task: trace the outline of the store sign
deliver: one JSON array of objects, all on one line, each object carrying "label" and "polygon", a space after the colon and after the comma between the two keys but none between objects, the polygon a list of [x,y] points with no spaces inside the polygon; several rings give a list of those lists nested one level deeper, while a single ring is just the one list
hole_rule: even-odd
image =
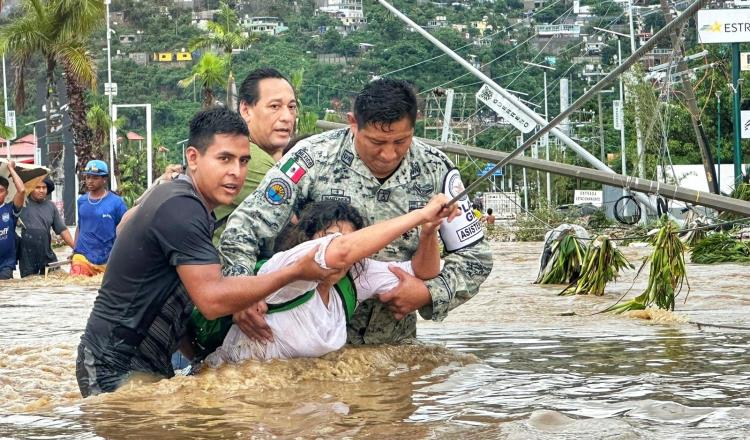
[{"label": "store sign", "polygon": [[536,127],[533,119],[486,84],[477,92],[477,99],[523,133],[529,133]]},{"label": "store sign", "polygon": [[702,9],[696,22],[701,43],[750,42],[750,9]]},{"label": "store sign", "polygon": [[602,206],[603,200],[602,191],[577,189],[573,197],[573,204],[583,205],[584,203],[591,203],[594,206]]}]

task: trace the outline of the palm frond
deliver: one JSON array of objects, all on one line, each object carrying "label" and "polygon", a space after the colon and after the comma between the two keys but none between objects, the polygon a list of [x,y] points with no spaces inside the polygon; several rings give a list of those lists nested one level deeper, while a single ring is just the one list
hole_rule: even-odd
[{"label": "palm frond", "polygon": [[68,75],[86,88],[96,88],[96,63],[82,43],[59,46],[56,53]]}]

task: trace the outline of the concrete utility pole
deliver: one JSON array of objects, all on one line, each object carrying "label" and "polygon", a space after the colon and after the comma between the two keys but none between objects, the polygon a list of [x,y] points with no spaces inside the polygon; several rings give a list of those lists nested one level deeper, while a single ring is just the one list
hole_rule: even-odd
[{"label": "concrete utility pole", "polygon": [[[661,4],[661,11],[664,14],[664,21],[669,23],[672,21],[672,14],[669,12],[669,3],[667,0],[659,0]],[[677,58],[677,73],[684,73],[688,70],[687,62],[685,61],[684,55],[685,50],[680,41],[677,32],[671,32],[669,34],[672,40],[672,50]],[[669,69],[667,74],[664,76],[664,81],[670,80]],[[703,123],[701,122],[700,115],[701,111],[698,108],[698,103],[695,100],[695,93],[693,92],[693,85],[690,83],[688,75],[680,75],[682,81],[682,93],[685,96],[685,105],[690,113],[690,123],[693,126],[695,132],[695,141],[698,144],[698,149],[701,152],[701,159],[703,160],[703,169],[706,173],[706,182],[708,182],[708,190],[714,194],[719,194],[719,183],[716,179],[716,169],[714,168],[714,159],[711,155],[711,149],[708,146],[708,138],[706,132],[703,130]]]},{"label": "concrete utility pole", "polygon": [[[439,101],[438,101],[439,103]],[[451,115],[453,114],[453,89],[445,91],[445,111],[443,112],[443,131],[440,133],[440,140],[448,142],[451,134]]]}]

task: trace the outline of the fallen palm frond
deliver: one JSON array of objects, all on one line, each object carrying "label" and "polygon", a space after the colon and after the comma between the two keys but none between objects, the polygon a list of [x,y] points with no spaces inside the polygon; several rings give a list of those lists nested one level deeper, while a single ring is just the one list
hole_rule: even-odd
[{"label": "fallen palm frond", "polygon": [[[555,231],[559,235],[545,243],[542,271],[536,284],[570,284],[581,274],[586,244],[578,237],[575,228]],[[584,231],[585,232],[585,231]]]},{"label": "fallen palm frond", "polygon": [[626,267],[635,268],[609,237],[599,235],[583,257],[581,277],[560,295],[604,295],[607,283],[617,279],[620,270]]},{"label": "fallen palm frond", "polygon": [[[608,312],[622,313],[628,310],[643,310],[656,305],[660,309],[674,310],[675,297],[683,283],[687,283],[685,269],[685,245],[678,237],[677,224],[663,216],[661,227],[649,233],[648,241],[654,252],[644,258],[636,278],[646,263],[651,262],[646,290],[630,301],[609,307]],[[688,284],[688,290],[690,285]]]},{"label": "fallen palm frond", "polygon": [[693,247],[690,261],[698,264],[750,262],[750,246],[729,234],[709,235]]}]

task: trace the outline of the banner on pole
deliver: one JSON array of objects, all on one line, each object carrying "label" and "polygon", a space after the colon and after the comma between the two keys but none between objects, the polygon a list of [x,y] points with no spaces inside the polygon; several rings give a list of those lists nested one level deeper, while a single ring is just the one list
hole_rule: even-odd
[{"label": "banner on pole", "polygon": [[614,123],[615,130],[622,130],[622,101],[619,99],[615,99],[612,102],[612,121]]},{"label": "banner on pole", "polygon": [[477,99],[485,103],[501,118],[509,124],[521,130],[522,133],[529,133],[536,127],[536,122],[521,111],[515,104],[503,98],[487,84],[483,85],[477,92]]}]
▬▬▬▬▬▬
For every line above that holds the word "trace", report the whole line.

### ANSWER TO THIS PROBLEM:
task: trace the outline of the store sign
task: trace the outline of the palm frond
task: trace the outline of the concrete utility pole
task: trace the outline of the fallen palm frond
task: trace the outline of the banner on pole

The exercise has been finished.